STUDY TEXT.

--------------------------------

3rd Governor of the National Bank of Serbia
- In office 25 February 2004 – 28 July 2010
- Deputy: Bojan Marković Ana Gligorijević Mira Erić-Jović Diana Dragutinović
- Preceded by: Kori Udovički
- Succeeded by: Dejan Šoškić

Personal details
- Born: Jelasity Radován 19 February 1968 (age 58) Baja, Hungary
- Education: University of Belgrade (BEcon) University of Illinois at Chicago (MBA)
- Profession: Economist

= Radovan Jelašić =

Hungarian-Serbian economist

Radovan Jelašić (Радован Јелашић; Jelasity Radován; born 19 February 1968) is a Hungarian-Serbian economist who served as the Governor of the National Bank of Serbia from 2004 to 2010. He has been the CEO of Erste Bank Hungary since June 2011 and is also the chairman of the Hungarian Banking Association.

==Biography==
Jelašić completed his secondary education at Nikola Tesla Serbian School in Budapest. In 1992, Jelašić graduated from the University of Belgrade Faculty of Economics and went on to obtain a master's degree of Business in Finance at the University of Illinois at Chicago.

--------------------------------

Records from a data collection:
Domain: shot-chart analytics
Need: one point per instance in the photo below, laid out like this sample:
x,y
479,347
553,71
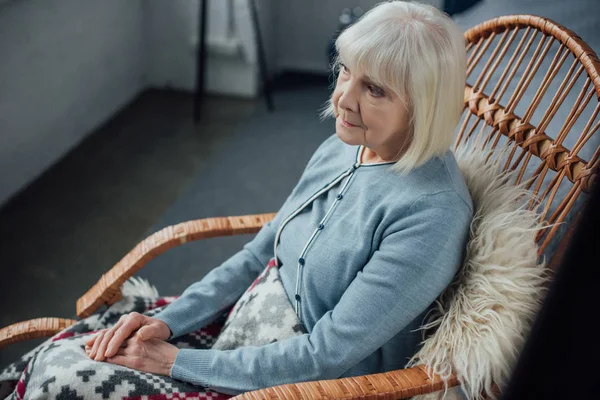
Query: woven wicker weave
x,y
505,55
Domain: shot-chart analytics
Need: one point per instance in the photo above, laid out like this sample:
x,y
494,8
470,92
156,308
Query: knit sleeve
x,y
415,261
204,301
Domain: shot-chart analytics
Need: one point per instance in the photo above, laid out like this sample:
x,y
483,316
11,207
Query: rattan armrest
x,y
108,288
400,384
33,328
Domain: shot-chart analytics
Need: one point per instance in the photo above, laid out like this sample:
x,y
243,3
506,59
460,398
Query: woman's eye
x,y
376,91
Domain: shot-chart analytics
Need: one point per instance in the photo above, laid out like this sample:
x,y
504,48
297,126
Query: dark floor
x,y
149,167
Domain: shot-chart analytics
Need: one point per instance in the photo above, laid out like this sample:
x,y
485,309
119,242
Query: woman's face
x,y
369,115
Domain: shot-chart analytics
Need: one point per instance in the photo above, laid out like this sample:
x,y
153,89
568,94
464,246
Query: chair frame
x,y
391,385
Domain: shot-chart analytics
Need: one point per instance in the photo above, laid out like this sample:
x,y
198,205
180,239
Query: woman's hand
x,y
153,355
107,342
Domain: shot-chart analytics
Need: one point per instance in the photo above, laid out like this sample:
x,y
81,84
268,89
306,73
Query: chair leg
x,y
262,61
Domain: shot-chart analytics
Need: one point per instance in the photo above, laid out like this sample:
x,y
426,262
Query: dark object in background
x,y
201,59
452,7
560,358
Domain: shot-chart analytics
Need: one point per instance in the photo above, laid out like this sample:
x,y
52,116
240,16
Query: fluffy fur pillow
x,y
482,320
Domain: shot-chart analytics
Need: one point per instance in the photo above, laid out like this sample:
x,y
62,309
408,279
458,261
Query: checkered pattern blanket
x,y
60,369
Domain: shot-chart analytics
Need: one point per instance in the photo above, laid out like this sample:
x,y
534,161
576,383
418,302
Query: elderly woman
x,y
372,233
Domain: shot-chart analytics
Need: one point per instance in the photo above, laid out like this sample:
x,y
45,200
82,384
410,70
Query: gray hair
x,y
418,52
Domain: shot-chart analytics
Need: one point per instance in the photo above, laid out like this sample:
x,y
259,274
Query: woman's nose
x,y
349,98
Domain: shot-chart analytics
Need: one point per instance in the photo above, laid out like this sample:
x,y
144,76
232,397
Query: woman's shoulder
x,y
439,182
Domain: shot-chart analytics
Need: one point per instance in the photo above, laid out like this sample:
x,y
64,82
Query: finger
x,y
120,360
98,339
101,354
91,340
130,324
94,350
121,352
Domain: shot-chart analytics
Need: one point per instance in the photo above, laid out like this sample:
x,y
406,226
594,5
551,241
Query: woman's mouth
x,y
346,123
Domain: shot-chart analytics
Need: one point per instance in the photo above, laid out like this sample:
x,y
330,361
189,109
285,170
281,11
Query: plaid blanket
x,y
60,369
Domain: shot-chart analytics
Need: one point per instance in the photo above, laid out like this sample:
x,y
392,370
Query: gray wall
x,y
66,66
304,29
170,27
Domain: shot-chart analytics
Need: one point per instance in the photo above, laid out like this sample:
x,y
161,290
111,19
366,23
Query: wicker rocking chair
x,y
510,59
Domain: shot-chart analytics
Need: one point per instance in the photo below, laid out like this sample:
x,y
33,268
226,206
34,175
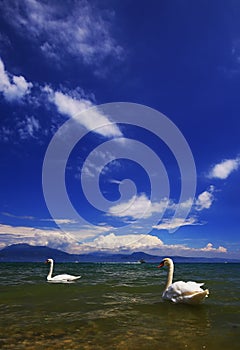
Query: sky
x,y
119,126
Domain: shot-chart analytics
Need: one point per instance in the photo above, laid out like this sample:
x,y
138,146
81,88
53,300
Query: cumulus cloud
x,y
90,239
77,28
225,168
69,241
209,248
171,224
132,242
13,87
205,199
72,107
139,206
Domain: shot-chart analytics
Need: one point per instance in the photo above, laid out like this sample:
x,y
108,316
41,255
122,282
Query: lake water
x,y
118,307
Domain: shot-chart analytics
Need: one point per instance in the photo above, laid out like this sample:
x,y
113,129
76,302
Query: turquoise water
x,y
116,306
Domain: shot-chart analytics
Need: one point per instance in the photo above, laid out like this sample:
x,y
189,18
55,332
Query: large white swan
x,y
182,292
64,278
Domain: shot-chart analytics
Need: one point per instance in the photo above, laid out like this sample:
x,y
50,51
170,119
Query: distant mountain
x,y
28,253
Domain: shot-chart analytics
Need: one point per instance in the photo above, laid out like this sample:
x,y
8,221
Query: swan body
x,y
182,292
64,278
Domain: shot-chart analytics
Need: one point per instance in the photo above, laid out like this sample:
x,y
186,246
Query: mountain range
x,y
28,253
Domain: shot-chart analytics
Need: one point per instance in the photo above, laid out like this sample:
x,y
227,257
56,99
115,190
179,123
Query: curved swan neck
x,y
51,270
170,274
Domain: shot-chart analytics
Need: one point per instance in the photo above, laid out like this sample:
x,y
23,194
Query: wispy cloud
x,y
224,169
101,239
139,206
78,29
13,87
205,199
72,107
171,224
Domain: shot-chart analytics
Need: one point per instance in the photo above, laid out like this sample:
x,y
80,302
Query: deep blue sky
x,y
180,58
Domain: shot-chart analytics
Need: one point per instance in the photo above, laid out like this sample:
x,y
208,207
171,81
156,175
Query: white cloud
x,y
209,248
131,242
139,206
59,28
13,87
171,224
72,107
69,241
90,239
28,127
205,199
225,168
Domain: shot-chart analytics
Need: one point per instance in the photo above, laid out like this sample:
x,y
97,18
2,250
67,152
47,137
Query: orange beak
x,y
160,265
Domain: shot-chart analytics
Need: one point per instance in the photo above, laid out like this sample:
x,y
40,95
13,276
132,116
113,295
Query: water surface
x,y
116,306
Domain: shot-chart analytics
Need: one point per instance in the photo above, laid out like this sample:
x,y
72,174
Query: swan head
x,y
49,261
166,262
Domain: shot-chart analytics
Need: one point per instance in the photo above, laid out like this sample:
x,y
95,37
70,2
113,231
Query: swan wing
x,y
64,278
185,292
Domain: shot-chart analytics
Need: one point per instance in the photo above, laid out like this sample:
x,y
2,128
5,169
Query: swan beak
x,y
161,264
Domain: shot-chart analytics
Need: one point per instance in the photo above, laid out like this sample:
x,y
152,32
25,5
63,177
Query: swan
x,y
64,278
182,292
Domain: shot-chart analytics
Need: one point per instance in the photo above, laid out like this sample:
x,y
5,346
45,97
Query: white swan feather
x,y
182,292
63,278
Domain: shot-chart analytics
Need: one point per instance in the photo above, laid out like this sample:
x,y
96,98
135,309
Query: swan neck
x,y
170,275
51,270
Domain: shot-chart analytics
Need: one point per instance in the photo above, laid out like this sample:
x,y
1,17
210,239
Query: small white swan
x,y
182,292
64,278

--------------------------------

STUDY QUESTIONS.
• A. According to the article on Radovan Jelašić, since when has he been the CEO of Erste Bank Hungary?
• B. Copy the part of the article on Radovan Jelašić between "Personal details" and "Illinois at Chicago.", inclusive.
• C. Using the article on Radovan Jelašić, explain in one to three sentences how his education progressed after secondary school.
The records have nothing to do with this work.

EXERCISE ANSWERS.
• A. Since June 2011.

• B.
Personal details
- Born: Jelasity Radován 19 February 1968 (age 58) Baja, Hungary
- Education: University of Belgrade (BEcon) University of Illinois at Chicago (MBA)
- Profession: Economist

= Radovan Jelašić =

Hungarian-Serbian economist

Radovan Jelašić (Радован Јелашић; Jelasity Radován; born 19 February 1968) is a Hungarian-Serbian economist who served as the Governor of the National Bank of Serbia from 2004 to 2010. He has been the CEO of Erste Bank Hungary since June 2011 and is also the chairman of the Hungarian Banking Association.

==Biography==
Jelašić completed his secondary education at Nikola Tesla Serbian School in Budapest. In 1992, Jelašić graduated from the University of Belgrade Faculty of Economics and went on to obtain a master's degree of Business in Finance at the University of Illinois at Chicago.

• C. After secondary school at Nikola Tesla Serbian School in Budapest, he graduated from the University of Belgrade Faculty of Economics in 1992. He then earned a master's degree of Business in Finance at the University of Illinois at Chicago.